• _Records provided_
"""

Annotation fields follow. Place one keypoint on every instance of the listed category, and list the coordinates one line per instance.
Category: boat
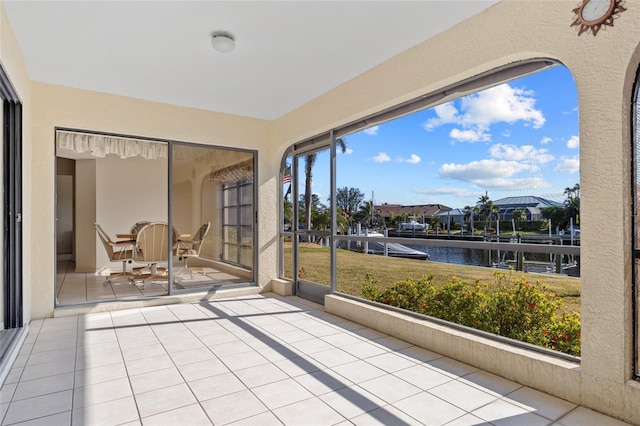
(374, 247)
(412, 225)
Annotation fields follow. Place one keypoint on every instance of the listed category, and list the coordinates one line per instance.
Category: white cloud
(526, 153)
(372, 130)
(447, 113)
(501, 103)
(573, 142)
(568, 165)
(456, 192)
(494, 174)
(478, 134)
(414, 159)
(382, 157)
(482, 170)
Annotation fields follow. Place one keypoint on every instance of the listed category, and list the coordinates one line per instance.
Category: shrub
(513, 308)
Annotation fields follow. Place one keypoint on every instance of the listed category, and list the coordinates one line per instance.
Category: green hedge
(512, 308)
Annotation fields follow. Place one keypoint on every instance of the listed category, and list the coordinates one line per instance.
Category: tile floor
(254, 360)
(75, 288)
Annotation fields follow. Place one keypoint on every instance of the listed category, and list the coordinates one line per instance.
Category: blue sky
(518, 138)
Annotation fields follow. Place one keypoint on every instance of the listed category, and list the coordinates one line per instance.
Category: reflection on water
(475, 257)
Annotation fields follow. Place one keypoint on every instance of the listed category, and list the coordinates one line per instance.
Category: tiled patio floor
(254, 360)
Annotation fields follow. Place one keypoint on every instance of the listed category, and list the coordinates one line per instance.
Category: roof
(427, 210)
(285, 51)
(452, 212)
(525, 201)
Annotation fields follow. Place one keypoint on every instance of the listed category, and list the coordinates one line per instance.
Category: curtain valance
(101, 146)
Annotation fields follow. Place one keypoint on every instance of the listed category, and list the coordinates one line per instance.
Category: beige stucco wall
(13, 63)
(604, 68)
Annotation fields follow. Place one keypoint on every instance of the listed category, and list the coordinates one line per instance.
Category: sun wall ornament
(591, 15)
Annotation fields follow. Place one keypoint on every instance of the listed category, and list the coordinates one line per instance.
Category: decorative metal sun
(591, 15)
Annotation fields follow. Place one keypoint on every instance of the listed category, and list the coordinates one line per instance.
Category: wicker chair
(186, 248)
(118, 251)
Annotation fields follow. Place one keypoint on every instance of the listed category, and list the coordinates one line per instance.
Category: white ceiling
(287, 52)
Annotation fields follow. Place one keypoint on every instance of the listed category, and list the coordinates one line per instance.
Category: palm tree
(310, 160)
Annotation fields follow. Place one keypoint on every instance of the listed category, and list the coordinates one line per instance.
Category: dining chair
(186, 248)
(117, 251)
(152, 247)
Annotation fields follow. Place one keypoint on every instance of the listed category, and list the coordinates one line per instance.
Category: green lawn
(352, 268)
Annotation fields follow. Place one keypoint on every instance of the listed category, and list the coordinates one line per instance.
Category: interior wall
(64, 214)
(85, 234)
(65, 177)
(128, 191)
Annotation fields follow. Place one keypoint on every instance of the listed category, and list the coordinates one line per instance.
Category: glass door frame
(301, 287)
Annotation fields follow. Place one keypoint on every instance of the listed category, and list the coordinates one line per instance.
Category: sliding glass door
(213, 213)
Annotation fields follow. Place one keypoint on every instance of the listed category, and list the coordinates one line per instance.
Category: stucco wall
(604, 68)
(13, 63)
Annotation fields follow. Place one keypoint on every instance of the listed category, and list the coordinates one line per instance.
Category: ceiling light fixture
(223, 42)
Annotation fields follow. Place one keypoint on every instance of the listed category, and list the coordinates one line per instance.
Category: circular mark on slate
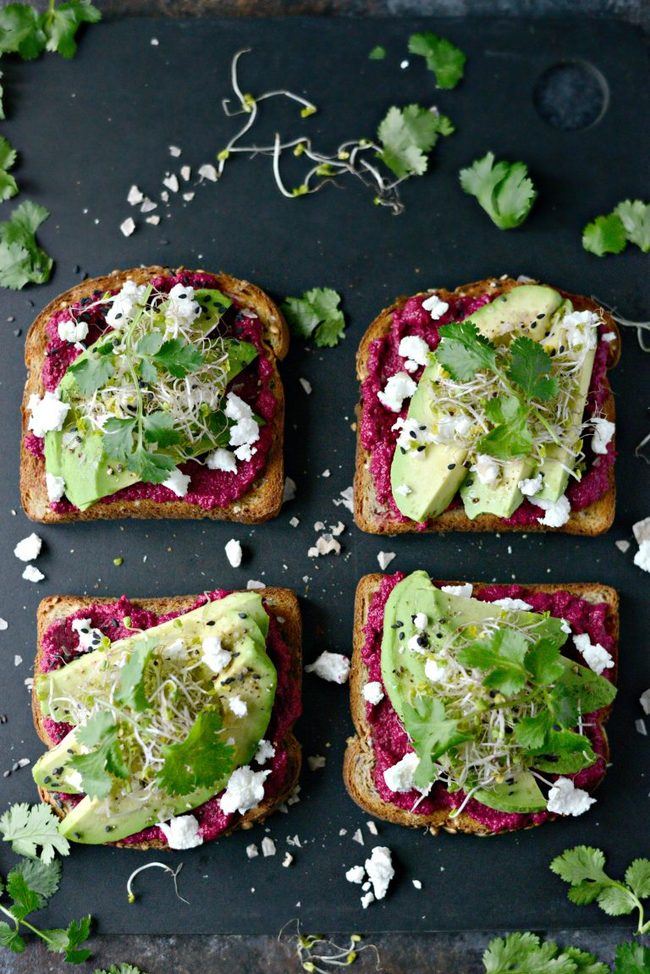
(571, 95)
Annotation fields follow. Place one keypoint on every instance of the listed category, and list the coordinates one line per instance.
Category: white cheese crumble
(379, 868)
(400, 777)
(602, 435)
(29, 548)
(435, 306)
(373, 692)
(332, 667)
(214, 655)
(244, 791)
(234, 552)
(47, 413)
(556, 513)
(596, 656)
(182, 832)
(398, 388)
(565, 799)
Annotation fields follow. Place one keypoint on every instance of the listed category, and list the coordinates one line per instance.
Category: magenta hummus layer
(208, 488)
(379, 439)
(60, 646)
(390, 741)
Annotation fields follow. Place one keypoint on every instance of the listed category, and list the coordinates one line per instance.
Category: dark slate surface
(122, 97)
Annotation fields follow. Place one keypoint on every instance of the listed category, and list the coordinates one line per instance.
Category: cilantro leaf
(530, 366)
(463, 351)
(199, 761)
(316, 314)
(443, 58)
(635, 217)
(22, 261)
(503, 190)
(407, 135)
(62, 22)
(178, 357)
(28, 827)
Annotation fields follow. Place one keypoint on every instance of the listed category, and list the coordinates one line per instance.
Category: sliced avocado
(89, 673)
(522, 795)
(433, 472)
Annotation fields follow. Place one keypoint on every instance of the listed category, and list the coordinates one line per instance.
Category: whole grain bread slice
(283, 605)
(373, 517)
(359, 762)
(264, 498)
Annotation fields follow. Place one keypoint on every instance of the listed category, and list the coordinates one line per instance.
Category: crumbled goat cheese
(244, 791)
(565, 799)
(372, 692)
(400, 776)
(265, 751)
(435, 306)
(32, 574)
(178, 482)
(398, 388)
(356, 874)
(55, 486)
(234, 552)
(486, 469)
(72, 331)
(47, 413)
(222, 459)
(380, 870)
(214, 655)
(602, 435)
(556, 513)
(182, 832)
(332, 667)
(384, 558)
(512, 604)
(29, 548)
(531, 486)
(464, 591)
(596, 656)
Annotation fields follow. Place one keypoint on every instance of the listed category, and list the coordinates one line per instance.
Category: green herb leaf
(635, 217)
(28, 827)
(22, 261)
(201, 760)
(443, 58)
(316, 314)
(605, 235)
(504, 190)
(407, 135)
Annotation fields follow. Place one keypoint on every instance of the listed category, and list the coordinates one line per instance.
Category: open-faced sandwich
(154, 393)
(479, 708)
(487, 408)
(169, 722)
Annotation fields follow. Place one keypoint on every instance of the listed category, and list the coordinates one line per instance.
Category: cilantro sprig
(629, 222)
(443, 58)
(503, 189)
(583, 868)
(316, 314)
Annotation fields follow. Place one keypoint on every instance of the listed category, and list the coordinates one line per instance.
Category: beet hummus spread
(379, 438)
(60, 646)
(208, 489)
(389, 739)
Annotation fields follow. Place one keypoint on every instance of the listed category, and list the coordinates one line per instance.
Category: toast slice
(359, 762)
(283, 605)
(264, 498)
(371, 516)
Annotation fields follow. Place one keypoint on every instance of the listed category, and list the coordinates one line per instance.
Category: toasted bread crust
(283, 604)
(372, 517)
(263, 499)
(358, 763)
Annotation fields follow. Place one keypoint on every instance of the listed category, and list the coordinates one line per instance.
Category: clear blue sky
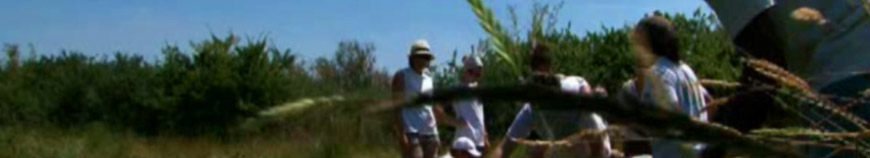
(311, 28)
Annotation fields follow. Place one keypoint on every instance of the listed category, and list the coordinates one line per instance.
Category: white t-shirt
(679, 86)
(470, 111)
(418, 120)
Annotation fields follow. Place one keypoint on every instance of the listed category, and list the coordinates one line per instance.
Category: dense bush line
(197, 92)
(221, 81)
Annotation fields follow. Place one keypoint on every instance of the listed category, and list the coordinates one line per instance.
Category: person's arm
(662, 88)
(397, 88)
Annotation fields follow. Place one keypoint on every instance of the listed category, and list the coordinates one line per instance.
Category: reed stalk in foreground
(659, 122)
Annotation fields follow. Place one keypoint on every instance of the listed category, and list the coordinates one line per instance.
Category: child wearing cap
(465, 148)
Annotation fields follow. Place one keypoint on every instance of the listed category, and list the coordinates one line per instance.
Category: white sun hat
(471, 61)
(421, 48)
(466, 144)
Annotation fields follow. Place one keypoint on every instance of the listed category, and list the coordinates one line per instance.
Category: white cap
(420, 43)
(471, 61)
(466, 144)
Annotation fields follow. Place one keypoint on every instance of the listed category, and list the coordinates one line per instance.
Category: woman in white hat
(419, 135)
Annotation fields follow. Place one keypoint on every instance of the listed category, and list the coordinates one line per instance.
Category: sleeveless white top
(417, 120)
(471, 111)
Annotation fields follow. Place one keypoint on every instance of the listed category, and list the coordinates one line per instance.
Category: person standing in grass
(470, 111)
(555, 124)
(665, 80)
(418, 132)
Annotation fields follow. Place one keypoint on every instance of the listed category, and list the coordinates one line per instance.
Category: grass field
(97, 142)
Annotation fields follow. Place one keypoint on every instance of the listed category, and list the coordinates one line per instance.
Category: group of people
(823, 42)
(662, 79)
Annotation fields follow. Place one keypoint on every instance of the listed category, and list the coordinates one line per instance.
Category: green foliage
(604, 57)
(202, 92)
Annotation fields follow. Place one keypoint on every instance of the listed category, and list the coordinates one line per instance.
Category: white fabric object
(471, 111)
(466, 144)
(420, 120)
(421, 43)
(574, 84)
(472, 61)
(736, 14)
(680, 86)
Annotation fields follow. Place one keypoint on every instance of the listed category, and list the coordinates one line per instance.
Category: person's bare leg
(430, 146)
(411, 146)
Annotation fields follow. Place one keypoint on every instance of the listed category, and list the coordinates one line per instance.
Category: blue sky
(311, 28)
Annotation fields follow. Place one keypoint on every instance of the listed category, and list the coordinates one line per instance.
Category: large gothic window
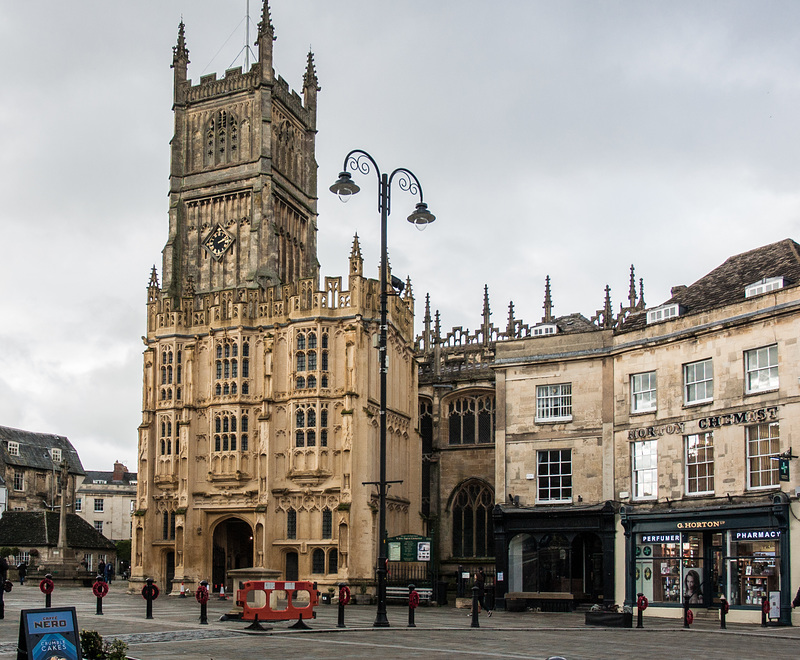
(471, 419)
(473, 531)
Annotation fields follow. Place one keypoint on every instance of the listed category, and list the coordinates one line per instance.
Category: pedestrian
(480, 582)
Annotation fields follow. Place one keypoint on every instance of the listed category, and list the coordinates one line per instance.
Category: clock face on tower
(217, 242)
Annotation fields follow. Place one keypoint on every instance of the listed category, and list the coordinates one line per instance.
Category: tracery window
(473, 530)
(471, 419)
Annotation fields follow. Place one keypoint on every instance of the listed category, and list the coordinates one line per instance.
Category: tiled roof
(34, 450)
(40, 528)
(725, 285)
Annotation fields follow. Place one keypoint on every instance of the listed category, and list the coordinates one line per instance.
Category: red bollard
(99, 589)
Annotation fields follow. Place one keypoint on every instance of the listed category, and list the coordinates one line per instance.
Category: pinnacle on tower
(310, 80)
(180, 54)
(548, 303)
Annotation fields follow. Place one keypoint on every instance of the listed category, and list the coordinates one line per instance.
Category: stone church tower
(261, 388)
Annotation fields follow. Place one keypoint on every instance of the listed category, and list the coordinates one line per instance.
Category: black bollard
(201, 595)
(475, 605)
(412, 605)
(344, 598)
(639, 610)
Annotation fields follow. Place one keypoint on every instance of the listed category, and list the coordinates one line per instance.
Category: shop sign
(756, 534)
(746, 417)
(661, 538)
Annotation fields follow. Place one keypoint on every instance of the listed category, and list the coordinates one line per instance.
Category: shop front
(555, 557)
(739, 553)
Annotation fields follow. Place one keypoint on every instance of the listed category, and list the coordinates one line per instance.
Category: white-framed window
(700, 463)
(663, 313)
(761, 369)
(645, 469)
(554, 403)
(763, 286)
(554, 476)
(698, 382)
(763, 446)
(643, 392)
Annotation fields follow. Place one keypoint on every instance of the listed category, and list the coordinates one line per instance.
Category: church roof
(34, 450)
(40, 528)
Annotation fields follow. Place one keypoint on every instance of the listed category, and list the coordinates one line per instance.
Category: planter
(610, 619)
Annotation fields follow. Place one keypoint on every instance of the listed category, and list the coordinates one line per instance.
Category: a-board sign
(409, 547)
(49, 634)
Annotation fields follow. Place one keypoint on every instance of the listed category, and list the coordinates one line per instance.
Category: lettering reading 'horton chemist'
(746, 417)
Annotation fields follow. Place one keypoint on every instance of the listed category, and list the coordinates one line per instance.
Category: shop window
(761, 369)
(643, 392)
(763, 446)
(318, 561)
(554, 476)
(472, 520)
(698, 382)
(645, 470)
(700, 464)
(554, 403)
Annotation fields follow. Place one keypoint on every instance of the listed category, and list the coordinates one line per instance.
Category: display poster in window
(49, 634)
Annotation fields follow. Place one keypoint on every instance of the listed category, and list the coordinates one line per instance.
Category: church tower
(260, 421)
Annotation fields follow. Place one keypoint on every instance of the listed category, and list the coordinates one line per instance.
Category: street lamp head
(344, 187)
(421, 217)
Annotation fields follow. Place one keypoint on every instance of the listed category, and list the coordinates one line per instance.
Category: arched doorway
(233, 548)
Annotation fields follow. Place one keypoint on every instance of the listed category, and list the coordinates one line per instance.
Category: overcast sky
(560, 138)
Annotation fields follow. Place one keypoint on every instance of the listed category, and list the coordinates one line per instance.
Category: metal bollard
(475, 605)
(149, 593)
(413, 602)
(201, 596)
(344, 599)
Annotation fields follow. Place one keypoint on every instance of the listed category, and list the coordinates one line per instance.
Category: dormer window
(545, 329)
(763, 286)
(663, 313)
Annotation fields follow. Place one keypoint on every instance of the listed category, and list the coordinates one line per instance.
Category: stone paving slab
(175, 632)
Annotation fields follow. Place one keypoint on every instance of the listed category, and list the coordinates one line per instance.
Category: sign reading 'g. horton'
(755, 416)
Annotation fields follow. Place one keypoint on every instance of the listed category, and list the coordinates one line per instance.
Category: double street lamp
(361, 161)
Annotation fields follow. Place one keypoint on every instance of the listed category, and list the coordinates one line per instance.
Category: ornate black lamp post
(361, 161)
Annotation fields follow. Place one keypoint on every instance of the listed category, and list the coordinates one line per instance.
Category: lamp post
(344, 187)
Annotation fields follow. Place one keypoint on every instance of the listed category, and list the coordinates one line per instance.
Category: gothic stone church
(261, 388)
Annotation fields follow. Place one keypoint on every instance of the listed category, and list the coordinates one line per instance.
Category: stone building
(30, 464)
(647, 453)
(106, 501)
(261, 388)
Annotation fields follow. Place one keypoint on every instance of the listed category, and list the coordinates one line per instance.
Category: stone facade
(261, 388)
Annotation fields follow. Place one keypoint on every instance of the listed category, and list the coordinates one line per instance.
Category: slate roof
(725, 284)
(34, 450)
(40, 528)
(108, 477)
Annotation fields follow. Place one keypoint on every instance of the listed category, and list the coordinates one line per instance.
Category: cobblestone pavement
(441, 632)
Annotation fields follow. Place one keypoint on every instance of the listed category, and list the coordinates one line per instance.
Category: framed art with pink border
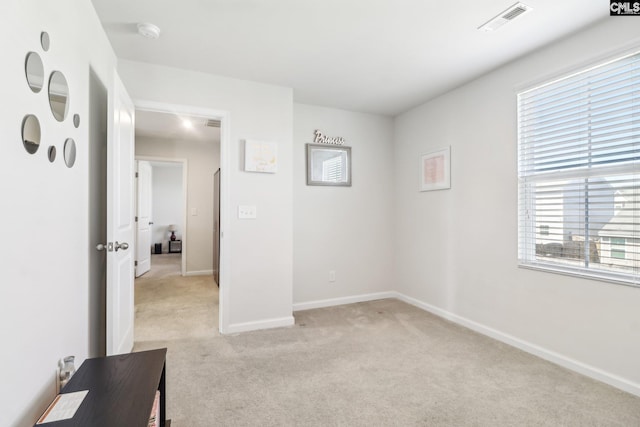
(435, 170)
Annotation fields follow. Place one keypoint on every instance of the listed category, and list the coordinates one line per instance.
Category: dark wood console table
(121, 390)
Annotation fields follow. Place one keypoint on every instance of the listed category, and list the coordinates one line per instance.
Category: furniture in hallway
(175, 246)
(122, 389)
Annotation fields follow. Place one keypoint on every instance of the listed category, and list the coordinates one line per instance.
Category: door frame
(225, 200)
(185, 166)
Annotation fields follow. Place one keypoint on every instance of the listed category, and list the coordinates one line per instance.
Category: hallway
(171, 307)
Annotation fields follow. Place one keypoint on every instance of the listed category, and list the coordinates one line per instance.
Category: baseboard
(199, 273)
(236, 328)
(343, 300)
(558, 359)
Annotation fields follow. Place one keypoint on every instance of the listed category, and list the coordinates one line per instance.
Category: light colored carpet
(382, 363)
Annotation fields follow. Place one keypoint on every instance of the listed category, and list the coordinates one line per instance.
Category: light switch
(247, 212)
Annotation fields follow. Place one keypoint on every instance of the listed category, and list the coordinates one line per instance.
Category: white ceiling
(171, 126)
(377, 56)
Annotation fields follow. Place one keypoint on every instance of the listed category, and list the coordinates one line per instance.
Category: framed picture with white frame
(435, 170)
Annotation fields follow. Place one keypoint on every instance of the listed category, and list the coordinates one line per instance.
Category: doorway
(181, 142)
(161, 214)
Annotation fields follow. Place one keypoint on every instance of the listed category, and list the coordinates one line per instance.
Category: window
(617, 247)
(579, 173)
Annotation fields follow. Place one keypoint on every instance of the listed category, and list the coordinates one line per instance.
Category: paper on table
(63, 407)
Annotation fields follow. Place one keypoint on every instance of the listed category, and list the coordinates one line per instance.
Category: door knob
(124, 246)
(105, 247)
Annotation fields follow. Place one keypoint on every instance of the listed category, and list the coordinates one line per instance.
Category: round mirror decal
(69, 152)
(44, 40)
(34, 71)
(58, 95)
(52, 154)
(31, 133)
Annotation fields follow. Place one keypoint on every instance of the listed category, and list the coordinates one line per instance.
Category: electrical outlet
(332, 276)
(247, 212)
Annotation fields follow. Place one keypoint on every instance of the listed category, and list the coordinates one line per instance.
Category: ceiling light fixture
(505, 16)
(149, 31)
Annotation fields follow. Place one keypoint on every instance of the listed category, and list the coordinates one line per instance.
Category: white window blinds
(579, 173)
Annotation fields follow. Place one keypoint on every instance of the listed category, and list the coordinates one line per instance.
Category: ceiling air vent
(506, 16)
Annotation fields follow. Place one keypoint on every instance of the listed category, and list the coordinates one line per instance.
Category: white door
(143, 235)
(120, 220)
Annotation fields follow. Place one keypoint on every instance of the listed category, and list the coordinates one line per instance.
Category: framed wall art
(435, 170)
(328, 165)
(260, 156)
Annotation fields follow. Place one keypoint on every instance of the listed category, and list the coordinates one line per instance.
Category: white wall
(345, 229)
(167, 203)
(203, 159)
(258, 290)
(456, 250)
(44, 296)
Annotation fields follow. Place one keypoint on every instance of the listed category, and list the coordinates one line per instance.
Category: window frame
(528, 230)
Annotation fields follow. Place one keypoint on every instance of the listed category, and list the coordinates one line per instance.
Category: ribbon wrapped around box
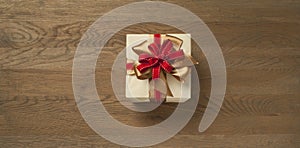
(158, 67)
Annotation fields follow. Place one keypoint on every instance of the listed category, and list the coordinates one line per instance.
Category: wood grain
(259, 39)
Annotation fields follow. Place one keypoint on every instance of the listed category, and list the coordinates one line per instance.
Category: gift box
(158, 67)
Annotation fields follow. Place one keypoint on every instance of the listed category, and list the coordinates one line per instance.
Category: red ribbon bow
(160, 58)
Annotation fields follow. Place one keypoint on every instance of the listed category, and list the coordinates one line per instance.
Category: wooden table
(261, 45)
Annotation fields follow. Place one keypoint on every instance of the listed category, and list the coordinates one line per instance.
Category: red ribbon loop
(159, 59)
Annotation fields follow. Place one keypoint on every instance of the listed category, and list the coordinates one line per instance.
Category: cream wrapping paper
(138, 90)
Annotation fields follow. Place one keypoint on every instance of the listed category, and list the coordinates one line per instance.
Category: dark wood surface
(261, 45)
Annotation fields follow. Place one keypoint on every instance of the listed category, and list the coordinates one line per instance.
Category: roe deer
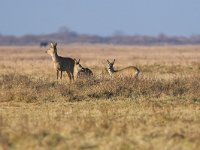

"""

• _Task instructions_
Word for word and without pictures, restate only the lines running from the one that contains "Category: dark wood surface" through the last line of the listing above.

• _Problem solution_
Category: dark wood surface
(261, 45)
Annotation fields follow. Place one keypoint on every instance of the listed category, and list the coordinates one line per instance.
Category: roe deer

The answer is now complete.